Tarefas:
1. Extraia do texto sobre o grau de bicicleta a parte que começa em "A meta dessa" e termina em "não é de hoje.", incluindo essas palavras.
2. Resuma em duas frases o texto sobre o grau de bicicleta.
3. Dê continuidade ao texto sobre o grau de bicicleta, começando logo após a última frase apresentada.

------ Trecho fornecido ------

Dar grau é uma atividade com bicicleta exercida predominantemente por menores de idade que moram nas periferias das cidades brasileiras. Consiste em empinar as rodas dianteira ou traseira pela maior distância possível, ao mesmo tempo em que cruzam as mãos, as pernas, ou usando só uma delas. A graça da brincadeira é fazer o maior número de variações em uma só roda e ficar o maior tempo deslizando pelo asfalto. Aos domingos, milhares de adolescentes saem das suas quebradas para fazer encontros memoráveis nos parques e bairros com ruas largas e calmas para passar horas exibindo as habilidades.

Quando fazem esses rolezinhos, se reúnem em grupos de mais de 100, 200, 500 integrantes e geralmente estão em bicicletas muito simples de banco baixinho e garupa. Preferem calçar chinelos e, ao invés da roupa de lycra, capacete e luvinhas, vestem boné, bermudões e camisetas largas e bem coloridas onde exibem por cima uma correntinha reluzente. Por motivos óbvios de estarem em espaços da classe média, essas reuniões tornam-se frequentemente alvos das intimidações de agentes da segurança pública. Quando isso não acontece, é algo muito legal de se ver.

O grau tem deixado gente famosa. Um post da adolescente Isa do Grau, de Goiânia (GO), no Instagram pode gerar mais de 30 mil curtidas. Mas se ela fizer um colab com o Grabriel Sena, pode ultrapassar os 60 mil. Não é pouco. Ela possui 456 mil seguidores e seu colega, 666 mil. Apesar da pouca idade, eles têm mais audiência do que Renata Falzoni (165 mil seguidores), a ciclista mais famosa do Brasil, pelo menos para integrantes da bolha à qual pertenço.

A meta dessa rapaziada é vencer na vida. Isa e Gabriel não falam de mobilidade, nem de Mountain Bike (MTB) ou cicloativismo. A parada deles é gravar vídeos onde ensinam outros garotos e garotas a aprimorar a técnica do grau, que também conhecido como wheeling, em inglês, e serem chamados para fazer propagandas. Em um post de outro Gabriel, mas de Curitiba, embalado por um funk ostentação, o menor de idade aparece exibindo um automóvel de luxo como parte do sucesso alcançado. Pois é: o grau dá dinheiro e não é de hoje.

------ Dados fornecidos ------

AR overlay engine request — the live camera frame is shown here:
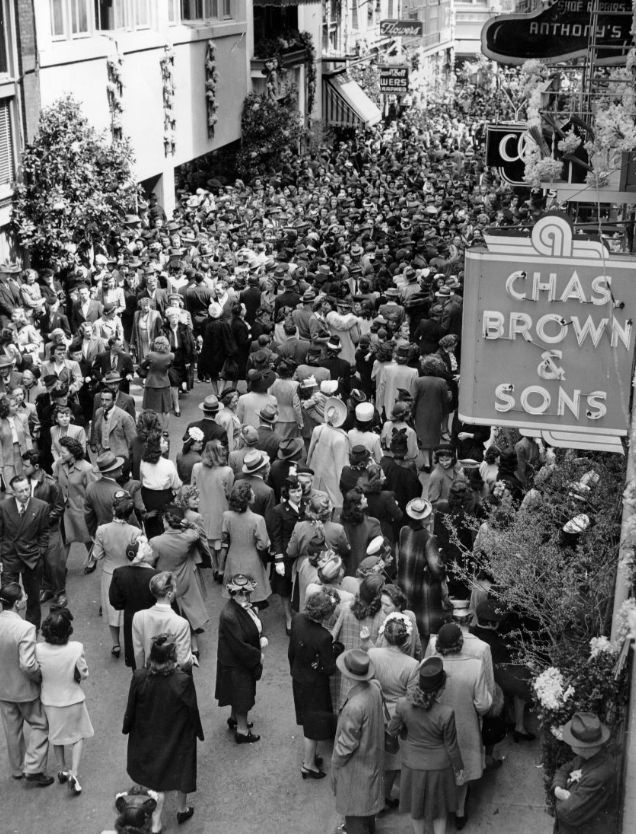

------

Respostas:
1.
A meta dessa rapaziada é vencer na vida. Isa e Gabriel não falam de mobilidade, nem de Mountain Bike (MTB) ou cicloativismo. A parada deles é gravar vídeos onde ensinam outros garotos e garotas a aprimorar a técnica do grau, que também conhecido como wheeling, em inglês, e serem chamados para fazer propagandas. Em um post de outro Gabriel, mas de Curitiba, embalado por um funk ostentação, o menor de idade aparece exibindo um automóvel de luxo como parte do sucesso alcançado. Pois é: o grau dá dinheiro e não é de hoje.

2. Dar grau é uma atividade com bicicleta praticada sobretudo por menores de idade das periferias brasileiras e consiste em empinar uma das rodas pela maior distância possível. Aos domingos, milhares de adolescentes se reúnem em parques e bairros de ruas largas para exibir suas habilidades, e alguns ficaram famosos no Instagram, onde gravam vídeos ensinando a técnica e buscam ser chamados para fazer propagandas.

3.
Antes da era do Instagram, vídeos do grau de bike eram mais comuns no YouTube, onde ainda é rei, Hudson Xavier, cria do Grajaú, extremo Sul da cidade de São Paulo. É o segundo maior influencer da bicicleta das Américas naquela rede. Seu Portal Wheeling, tem 3,65 milhões de assinantes (Falzoni tem 423 mil). Além de ensinar vários macetes da acrobacia, Xavier promove eventos nacionais e a marca própria de quadros e acessórios de bicicleta que ele criou junto com o pai, seu empresário.

Existem alguns encontros dessa meninada que deixam no chinelo qualquer Massa Crítica, aquele movimento de ativistas da bicicleta que começou em São Francisco, cidade do estado da Califórnia nos Estados Unidos, para protestar pela segurança dos ciclistas e que, aqui em São Paulo, já foi grande e hoje não atrai meia dúzia de pessoas, quando atrai.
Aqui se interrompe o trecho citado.